What needs to be done
Format the records from their first line through the line containing "Query: man with camera", inclusive, as a JSON list of strings with one string per line. Leave out any blank lines.
--------------------------------------------------
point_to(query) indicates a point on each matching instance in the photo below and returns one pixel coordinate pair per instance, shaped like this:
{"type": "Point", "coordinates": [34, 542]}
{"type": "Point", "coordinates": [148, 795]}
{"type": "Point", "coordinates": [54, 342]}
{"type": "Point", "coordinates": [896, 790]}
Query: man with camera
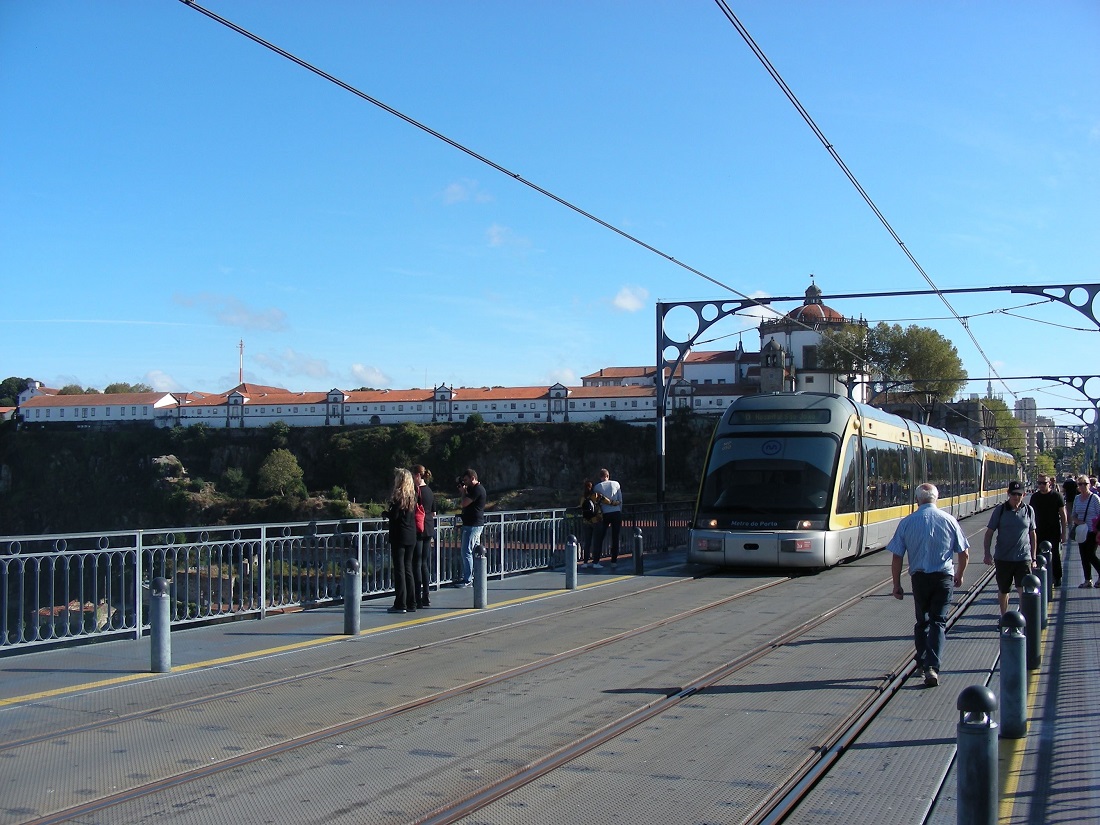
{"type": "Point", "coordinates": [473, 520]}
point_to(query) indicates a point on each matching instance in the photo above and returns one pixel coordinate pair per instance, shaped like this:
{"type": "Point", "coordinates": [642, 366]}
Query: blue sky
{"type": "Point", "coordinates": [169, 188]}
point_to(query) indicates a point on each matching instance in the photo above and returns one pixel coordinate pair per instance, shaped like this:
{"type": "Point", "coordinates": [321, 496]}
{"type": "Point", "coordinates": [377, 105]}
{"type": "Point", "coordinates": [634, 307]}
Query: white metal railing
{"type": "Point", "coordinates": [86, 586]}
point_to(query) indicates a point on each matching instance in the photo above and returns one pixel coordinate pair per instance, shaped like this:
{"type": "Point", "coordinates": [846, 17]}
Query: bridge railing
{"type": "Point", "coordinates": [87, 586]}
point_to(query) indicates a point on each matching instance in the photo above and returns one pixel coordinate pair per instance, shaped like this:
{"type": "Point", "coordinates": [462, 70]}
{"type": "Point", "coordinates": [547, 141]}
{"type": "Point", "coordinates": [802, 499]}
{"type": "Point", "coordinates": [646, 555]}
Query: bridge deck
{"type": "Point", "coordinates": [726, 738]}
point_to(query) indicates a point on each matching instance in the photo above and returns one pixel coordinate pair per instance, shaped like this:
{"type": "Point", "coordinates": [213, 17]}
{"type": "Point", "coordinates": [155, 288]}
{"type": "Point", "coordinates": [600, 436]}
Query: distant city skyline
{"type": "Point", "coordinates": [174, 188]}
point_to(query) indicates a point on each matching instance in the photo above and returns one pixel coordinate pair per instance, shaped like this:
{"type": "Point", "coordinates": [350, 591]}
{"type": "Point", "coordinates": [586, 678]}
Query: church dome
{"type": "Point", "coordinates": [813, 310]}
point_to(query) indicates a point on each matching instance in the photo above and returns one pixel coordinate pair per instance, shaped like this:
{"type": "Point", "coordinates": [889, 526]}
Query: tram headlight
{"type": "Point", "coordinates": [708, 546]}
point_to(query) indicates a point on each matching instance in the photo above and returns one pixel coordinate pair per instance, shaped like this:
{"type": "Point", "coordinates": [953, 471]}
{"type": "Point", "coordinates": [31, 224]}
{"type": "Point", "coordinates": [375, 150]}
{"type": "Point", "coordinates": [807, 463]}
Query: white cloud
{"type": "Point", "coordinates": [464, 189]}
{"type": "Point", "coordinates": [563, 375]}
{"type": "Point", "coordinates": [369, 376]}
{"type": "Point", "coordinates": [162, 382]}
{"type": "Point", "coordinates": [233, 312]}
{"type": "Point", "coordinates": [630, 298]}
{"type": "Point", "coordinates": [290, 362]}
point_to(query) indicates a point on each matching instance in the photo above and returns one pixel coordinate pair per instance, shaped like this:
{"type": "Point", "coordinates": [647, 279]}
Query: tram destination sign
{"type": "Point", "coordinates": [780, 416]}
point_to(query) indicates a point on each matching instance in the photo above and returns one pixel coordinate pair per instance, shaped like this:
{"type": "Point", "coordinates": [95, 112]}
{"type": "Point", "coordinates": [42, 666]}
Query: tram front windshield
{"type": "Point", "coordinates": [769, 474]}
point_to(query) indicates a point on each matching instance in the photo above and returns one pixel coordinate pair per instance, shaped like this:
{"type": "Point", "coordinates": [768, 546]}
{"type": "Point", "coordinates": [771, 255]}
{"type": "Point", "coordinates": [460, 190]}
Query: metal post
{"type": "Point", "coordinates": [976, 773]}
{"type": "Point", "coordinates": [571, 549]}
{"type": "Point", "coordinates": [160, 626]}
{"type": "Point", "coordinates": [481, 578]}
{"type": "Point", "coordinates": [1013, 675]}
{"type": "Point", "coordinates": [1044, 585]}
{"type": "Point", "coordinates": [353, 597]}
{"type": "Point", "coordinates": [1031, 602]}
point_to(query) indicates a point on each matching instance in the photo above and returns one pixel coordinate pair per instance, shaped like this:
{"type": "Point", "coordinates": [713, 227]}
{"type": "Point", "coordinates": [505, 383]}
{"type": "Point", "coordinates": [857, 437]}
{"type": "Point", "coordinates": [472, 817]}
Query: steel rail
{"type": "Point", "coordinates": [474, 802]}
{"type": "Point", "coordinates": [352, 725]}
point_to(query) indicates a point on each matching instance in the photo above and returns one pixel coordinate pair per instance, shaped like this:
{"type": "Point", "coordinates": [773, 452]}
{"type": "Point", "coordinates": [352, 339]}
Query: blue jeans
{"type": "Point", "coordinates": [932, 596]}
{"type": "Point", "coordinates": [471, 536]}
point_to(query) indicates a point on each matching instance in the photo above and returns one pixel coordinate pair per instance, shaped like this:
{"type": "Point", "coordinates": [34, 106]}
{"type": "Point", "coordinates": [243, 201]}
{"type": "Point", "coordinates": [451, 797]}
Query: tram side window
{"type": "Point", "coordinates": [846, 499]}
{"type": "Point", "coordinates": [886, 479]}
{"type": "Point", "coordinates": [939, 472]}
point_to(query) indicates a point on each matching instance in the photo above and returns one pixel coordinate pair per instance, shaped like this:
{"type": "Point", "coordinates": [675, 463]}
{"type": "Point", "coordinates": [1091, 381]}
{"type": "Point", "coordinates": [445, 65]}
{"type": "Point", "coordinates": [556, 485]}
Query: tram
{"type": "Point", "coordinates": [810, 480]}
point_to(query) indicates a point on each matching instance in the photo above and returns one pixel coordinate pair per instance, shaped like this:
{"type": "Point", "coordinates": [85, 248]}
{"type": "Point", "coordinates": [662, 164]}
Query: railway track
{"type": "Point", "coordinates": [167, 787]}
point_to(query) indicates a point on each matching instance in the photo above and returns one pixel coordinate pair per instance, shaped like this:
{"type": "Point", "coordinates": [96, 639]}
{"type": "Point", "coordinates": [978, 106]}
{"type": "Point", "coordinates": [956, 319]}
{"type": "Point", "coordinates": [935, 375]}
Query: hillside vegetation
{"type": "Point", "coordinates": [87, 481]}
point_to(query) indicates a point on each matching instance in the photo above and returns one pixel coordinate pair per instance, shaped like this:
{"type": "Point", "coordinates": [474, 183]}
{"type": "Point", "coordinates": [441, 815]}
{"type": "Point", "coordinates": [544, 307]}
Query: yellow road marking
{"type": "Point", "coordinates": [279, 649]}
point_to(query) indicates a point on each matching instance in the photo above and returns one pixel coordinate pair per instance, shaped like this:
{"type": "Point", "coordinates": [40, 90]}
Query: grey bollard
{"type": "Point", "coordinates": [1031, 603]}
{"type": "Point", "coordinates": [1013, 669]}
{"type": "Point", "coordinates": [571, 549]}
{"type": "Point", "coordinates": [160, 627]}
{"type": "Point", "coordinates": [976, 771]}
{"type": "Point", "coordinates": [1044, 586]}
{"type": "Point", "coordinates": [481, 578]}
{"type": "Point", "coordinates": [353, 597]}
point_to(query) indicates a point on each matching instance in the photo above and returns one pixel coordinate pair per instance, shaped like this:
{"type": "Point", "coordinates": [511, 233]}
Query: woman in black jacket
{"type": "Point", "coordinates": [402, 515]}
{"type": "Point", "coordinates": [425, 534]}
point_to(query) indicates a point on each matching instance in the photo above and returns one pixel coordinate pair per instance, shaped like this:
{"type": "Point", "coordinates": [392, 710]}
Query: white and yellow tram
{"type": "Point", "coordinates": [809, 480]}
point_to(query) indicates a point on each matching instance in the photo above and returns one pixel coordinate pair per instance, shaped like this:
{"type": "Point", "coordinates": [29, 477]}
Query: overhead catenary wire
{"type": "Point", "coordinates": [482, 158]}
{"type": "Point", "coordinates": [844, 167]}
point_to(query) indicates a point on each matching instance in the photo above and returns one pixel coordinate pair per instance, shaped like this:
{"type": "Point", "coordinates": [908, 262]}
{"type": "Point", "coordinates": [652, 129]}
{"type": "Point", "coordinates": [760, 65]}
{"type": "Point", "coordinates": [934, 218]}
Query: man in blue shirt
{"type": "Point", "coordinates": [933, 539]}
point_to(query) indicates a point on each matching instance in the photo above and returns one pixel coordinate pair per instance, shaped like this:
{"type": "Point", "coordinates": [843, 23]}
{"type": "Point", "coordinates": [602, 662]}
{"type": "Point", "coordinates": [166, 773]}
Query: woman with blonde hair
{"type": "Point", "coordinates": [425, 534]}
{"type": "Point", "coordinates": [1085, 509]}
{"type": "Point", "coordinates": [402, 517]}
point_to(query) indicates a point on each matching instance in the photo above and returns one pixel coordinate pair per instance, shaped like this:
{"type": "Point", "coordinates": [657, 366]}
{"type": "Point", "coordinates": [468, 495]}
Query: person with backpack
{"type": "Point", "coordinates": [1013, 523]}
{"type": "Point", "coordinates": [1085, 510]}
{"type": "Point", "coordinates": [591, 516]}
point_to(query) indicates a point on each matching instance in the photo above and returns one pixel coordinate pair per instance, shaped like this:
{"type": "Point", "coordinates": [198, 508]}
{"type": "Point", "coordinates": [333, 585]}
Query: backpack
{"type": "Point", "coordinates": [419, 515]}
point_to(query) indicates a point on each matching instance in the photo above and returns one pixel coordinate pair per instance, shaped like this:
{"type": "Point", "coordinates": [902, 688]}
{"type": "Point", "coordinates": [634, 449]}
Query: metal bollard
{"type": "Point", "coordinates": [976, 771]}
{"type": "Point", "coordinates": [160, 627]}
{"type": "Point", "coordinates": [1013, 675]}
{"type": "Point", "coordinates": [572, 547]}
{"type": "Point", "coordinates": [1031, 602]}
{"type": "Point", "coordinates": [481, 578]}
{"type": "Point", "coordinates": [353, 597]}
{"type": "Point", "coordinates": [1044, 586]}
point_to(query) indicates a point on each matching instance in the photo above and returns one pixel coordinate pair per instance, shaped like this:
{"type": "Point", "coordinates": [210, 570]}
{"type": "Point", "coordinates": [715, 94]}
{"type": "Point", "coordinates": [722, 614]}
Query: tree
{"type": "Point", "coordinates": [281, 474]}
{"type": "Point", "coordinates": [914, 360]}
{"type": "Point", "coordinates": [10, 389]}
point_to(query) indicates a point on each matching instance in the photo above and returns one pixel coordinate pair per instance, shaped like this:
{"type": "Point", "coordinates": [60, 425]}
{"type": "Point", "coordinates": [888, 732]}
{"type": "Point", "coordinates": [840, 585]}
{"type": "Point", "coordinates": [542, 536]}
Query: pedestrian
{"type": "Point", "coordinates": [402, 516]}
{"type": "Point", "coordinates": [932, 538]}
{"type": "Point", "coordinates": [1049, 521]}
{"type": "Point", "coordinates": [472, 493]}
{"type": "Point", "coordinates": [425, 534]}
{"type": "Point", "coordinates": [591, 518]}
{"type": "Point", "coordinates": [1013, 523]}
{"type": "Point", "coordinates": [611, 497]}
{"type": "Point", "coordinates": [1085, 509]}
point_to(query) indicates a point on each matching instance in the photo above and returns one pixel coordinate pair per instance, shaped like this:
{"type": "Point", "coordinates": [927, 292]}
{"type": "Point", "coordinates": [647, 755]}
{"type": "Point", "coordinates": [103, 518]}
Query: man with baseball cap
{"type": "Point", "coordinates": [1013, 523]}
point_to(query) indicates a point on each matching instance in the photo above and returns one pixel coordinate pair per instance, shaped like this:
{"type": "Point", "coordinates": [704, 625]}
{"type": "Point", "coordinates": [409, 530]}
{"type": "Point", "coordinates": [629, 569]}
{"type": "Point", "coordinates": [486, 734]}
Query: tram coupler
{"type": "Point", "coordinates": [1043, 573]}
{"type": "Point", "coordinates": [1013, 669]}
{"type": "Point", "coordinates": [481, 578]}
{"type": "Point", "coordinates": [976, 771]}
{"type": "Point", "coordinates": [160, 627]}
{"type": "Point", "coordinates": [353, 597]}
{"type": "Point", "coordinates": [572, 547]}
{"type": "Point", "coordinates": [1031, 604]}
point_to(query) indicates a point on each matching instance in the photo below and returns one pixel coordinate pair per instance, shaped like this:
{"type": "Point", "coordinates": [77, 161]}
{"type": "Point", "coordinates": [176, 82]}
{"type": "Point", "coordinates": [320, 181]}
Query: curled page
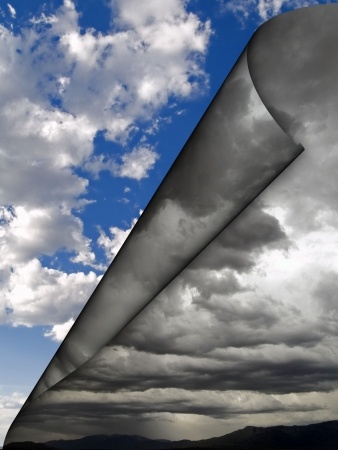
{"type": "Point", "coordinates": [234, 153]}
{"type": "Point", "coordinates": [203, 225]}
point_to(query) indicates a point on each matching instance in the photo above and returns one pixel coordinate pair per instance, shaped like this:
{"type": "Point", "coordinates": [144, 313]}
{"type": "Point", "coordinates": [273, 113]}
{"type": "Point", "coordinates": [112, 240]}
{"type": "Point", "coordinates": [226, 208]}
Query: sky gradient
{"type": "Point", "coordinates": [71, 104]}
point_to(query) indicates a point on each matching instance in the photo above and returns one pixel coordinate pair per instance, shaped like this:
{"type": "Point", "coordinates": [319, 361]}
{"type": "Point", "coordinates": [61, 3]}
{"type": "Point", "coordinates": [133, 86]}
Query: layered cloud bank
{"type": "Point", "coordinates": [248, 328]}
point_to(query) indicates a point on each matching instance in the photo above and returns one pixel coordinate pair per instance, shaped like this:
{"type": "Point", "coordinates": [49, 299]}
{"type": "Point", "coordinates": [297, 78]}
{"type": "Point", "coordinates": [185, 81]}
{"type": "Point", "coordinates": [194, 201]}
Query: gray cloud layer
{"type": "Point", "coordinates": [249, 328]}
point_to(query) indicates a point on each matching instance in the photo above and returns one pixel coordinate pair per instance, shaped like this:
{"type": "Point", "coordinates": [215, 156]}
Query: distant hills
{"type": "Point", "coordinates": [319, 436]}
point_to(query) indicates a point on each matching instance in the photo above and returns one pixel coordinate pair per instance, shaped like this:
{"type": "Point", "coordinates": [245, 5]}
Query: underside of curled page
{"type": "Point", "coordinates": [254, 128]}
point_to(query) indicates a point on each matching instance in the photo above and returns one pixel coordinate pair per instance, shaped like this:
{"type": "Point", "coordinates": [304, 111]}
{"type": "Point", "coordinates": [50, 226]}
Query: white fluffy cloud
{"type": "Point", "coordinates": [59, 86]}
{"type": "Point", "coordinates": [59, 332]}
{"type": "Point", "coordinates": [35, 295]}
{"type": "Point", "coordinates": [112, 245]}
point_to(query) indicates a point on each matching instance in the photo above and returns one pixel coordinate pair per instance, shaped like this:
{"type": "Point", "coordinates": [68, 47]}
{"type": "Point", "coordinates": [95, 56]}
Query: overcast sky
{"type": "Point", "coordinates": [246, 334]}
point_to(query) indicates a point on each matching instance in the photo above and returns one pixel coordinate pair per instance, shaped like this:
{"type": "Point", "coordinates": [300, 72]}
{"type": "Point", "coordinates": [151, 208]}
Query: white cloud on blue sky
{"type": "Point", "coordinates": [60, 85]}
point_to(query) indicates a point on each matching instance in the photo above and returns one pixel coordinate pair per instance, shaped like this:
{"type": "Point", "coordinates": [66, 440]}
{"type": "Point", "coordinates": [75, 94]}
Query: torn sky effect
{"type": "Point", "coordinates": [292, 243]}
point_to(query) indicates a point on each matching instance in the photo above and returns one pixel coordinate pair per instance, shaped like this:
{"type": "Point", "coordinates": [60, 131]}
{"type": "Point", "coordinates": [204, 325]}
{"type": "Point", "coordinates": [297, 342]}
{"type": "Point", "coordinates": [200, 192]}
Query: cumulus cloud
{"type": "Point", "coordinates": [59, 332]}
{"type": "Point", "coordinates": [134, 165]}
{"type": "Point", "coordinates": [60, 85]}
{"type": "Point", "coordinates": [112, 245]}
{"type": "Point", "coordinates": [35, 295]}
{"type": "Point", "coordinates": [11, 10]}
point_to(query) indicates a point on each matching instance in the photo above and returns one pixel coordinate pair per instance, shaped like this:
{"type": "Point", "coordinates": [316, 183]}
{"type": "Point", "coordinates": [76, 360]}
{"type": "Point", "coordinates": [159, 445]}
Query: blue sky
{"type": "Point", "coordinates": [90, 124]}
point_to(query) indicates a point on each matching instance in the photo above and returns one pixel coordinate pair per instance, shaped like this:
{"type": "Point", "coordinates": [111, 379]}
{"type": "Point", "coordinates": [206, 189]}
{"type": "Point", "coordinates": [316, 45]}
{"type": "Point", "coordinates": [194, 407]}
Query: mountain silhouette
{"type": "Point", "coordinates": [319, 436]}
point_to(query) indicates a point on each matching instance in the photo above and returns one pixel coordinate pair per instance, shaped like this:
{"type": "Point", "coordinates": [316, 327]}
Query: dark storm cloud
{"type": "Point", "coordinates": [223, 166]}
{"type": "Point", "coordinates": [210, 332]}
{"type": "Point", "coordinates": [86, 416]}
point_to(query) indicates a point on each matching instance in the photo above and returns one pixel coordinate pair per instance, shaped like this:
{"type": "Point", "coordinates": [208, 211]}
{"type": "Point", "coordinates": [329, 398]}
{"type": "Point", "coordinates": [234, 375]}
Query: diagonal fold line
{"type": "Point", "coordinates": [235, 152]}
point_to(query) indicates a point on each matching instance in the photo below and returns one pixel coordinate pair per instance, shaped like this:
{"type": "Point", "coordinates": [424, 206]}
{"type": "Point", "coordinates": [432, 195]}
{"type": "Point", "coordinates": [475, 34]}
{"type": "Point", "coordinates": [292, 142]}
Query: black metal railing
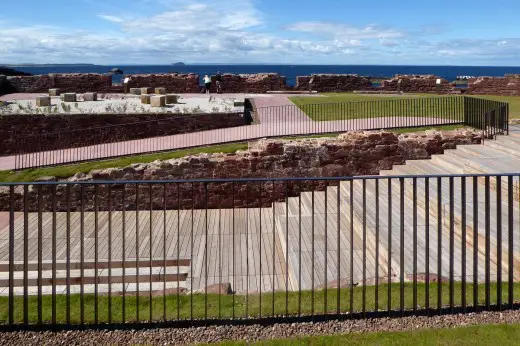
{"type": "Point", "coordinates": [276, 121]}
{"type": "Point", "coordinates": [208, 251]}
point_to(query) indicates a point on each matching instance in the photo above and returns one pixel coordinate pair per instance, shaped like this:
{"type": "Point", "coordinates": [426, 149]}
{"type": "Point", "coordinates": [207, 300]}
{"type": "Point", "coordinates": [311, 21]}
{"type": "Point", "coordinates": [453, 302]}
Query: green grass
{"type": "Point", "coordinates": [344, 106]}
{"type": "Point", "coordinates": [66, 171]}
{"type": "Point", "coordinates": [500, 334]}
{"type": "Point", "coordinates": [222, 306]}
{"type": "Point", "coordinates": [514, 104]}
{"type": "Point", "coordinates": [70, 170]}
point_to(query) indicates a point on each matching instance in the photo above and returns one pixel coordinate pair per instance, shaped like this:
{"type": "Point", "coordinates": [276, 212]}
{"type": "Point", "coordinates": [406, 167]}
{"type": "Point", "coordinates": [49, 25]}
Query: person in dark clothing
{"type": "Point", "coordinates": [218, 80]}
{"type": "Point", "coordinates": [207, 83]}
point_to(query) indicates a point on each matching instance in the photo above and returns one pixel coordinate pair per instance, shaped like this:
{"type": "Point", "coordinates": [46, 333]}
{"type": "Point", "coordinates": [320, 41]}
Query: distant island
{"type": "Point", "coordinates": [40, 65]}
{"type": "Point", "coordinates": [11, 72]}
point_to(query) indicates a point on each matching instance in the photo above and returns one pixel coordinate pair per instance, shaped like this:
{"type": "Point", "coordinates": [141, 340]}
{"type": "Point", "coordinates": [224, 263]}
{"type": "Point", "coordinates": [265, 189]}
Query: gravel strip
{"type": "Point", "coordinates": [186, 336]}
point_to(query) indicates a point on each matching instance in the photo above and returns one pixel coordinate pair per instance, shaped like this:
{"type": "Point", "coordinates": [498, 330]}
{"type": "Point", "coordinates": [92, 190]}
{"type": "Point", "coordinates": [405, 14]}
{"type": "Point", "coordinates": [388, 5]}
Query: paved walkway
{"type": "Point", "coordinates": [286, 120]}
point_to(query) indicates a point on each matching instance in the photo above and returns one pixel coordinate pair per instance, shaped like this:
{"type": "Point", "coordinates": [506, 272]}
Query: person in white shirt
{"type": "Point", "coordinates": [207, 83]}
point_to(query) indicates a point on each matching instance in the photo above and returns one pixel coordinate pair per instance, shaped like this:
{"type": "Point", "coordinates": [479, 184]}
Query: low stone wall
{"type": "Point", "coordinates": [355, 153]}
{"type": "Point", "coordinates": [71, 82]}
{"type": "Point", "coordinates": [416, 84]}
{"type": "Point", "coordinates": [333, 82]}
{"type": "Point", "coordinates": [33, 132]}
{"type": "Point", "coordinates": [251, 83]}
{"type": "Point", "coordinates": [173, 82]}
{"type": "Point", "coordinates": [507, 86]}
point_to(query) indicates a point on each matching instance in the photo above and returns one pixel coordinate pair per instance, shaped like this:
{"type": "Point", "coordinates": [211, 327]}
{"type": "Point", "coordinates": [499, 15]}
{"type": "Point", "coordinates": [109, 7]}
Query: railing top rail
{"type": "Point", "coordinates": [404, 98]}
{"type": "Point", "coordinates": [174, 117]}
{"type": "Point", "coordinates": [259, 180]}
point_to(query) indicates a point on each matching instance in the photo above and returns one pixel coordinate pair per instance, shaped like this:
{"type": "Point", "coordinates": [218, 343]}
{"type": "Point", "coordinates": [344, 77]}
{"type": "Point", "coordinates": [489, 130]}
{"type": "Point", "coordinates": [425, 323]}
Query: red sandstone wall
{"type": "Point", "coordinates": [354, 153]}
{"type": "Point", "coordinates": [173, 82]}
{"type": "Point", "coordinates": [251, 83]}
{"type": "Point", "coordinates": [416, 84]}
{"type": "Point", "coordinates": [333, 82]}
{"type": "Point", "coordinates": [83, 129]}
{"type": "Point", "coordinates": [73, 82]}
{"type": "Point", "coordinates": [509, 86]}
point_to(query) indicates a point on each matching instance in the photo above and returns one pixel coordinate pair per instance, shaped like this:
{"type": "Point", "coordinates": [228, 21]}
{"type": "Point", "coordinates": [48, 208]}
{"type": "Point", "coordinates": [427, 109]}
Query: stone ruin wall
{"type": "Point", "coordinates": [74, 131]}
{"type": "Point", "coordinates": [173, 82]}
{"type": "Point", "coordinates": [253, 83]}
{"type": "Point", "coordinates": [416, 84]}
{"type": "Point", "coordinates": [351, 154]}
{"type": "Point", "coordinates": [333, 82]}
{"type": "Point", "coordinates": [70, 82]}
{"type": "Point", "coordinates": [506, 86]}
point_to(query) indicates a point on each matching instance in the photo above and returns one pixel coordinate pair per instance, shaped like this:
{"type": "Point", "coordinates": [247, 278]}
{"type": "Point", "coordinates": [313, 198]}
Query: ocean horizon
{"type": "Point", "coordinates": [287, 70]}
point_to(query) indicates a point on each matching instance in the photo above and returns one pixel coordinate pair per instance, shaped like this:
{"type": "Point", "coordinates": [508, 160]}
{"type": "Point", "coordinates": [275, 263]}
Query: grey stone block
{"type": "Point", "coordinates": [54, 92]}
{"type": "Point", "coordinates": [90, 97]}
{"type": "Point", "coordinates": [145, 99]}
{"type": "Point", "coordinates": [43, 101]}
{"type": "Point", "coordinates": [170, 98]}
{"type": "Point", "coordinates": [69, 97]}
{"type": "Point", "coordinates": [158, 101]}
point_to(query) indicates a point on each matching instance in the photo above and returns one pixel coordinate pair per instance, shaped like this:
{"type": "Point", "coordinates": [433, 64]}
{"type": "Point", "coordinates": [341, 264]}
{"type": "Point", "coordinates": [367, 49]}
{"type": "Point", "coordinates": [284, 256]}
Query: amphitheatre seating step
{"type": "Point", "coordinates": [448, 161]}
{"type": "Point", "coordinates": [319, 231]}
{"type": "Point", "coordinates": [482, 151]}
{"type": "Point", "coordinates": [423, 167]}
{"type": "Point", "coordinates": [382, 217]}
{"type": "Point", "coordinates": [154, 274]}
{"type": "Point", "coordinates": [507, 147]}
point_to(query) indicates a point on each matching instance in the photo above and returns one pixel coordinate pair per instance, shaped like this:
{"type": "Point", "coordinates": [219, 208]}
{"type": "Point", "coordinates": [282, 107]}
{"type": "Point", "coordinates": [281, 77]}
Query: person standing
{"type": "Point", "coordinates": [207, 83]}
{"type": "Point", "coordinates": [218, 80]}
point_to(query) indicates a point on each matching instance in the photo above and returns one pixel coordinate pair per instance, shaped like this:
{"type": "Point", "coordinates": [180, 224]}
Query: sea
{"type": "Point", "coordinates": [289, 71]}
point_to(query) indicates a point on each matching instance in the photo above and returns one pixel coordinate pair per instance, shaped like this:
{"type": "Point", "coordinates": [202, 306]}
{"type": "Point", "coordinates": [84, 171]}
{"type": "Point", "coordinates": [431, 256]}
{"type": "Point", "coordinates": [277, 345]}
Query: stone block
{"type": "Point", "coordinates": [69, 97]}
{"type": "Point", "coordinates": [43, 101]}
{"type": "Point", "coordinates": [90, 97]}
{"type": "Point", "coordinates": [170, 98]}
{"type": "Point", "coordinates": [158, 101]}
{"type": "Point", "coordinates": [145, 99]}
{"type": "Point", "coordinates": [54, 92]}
--------------------------------------------------
Response to this exercise
[
  "point_to(query) indicates a point on each matching instance in the photo below and returns one pixel coordinate pair per instance, shaped like this:",
  "{\"type\": \"Point\", \"coordinates\": [34, 542]}",
  "{\"type\": \"Point\", \"coordinates\": [148, 795]}",
  "{\"type\": \"Point\", \"coordinates\": [54, 342]}",
  "{\"type\": \"Point\", \"coordinates\": [896, 790]}",
  "Query: man with camera"
]